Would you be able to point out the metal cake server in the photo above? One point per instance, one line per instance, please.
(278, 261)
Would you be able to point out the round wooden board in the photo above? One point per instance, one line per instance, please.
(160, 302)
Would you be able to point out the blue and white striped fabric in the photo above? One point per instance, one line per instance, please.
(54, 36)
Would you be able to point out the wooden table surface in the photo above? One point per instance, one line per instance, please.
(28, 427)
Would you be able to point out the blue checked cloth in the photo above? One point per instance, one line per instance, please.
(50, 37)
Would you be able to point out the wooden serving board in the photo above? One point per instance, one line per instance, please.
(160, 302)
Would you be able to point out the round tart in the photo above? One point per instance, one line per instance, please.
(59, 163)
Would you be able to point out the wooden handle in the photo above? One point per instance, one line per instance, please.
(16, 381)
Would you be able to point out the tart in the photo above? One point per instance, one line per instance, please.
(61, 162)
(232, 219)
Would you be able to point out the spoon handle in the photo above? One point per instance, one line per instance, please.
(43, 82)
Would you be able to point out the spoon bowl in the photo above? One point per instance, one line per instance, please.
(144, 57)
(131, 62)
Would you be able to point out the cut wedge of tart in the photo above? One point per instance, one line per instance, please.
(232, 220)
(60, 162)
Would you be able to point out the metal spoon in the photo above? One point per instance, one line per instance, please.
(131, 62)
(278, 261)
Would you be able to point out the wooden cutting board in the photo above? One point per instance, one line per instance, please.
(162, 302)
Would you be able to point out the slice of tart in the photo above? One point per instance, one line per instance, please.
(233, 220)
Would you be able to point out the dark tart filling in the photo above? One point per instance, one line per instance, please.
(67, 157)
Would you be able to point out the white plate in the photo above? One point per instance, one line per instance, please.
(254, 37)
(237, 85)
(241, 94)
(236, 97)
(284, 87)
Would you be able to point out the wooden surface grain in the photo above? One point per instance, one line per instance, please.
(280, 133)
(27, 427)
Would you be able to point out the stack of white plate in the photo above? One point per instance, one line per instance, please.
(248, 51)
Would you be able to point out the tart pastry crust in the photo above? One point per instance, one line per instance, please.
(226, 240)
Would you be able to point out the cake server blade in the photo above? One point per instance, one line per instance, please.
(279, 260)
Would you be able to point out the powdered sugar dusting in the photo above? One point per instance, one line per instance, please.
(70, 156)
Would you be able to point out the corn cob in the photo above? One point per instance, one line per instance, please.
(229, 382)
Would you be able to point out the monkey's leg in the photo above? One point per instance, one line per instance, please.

Work required: Each line from the one containing "Would you be able to point out the wooden surface" to the end of the records should be echoed exactly, and no other line.

Result below:
Would you be able to point out the wooden surface grain in the photo above? One point per instance, one line per instance, please.
(280, 133)
(27, 427)
Would you be able to point out the stack of white plate in the photo above? One point per instance, one line per instance, please.
(248, 51)
Would you be able to point out the tart pastry crust in the photo above? One point per instance, one line per instance, please.
(226, 240)
Would you be able to point out the cake server blade in the photo above? One point per instance, one line per instance, please.
(279, 260)
Would you be able to point out the powdered sugar dusting in the photo above? One point per instance, one line per instance, please.
(70, 156)
Would you be able to point out the corn cob in the photo above? One point per instance, one line per instance, please.
(229, 382)
Would you be able to point out the monkey's leg in the photo above? One point per instance, one line per instance, please.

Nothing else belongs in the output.